- [TASK OBJECTIVE] Show each line of the records below that contains the string "bounding", copying each line in full. Matching is case-sensitive.

>> START SOURCE MATERIAL

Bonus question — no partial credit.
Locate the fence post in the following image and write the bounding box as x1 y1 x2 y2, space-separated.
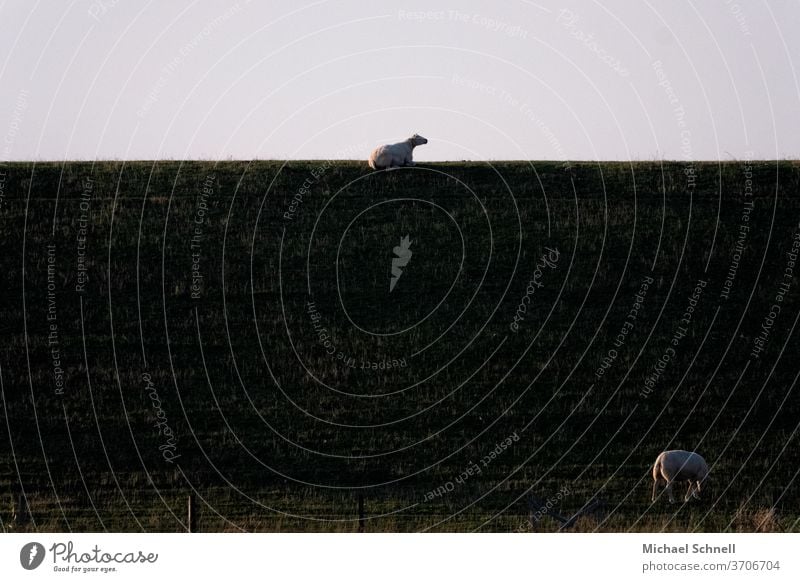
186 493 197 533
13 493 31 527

>> END SOURCE MATERIAL
>> START SOURCE MATERIAL

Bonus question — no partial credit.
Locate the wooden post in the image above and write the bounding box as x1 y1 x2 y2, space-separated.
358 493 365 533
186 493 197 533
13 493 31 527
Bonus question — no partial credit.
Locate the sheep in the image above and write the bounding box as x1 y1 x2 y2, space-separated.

>> END SOURCE MATERIAL

- [CORRECT RESULT]
Locate the fence post in the following image and write the bounding box as x1 y1 x2 y2, space-separated.
Locate the wooden post in the image above and write the bounding box as x1 y1 x2 y2, space-separated.
Locate the sheep in the image above and write the bounding box as x1 y1 x2 y2, space-separated.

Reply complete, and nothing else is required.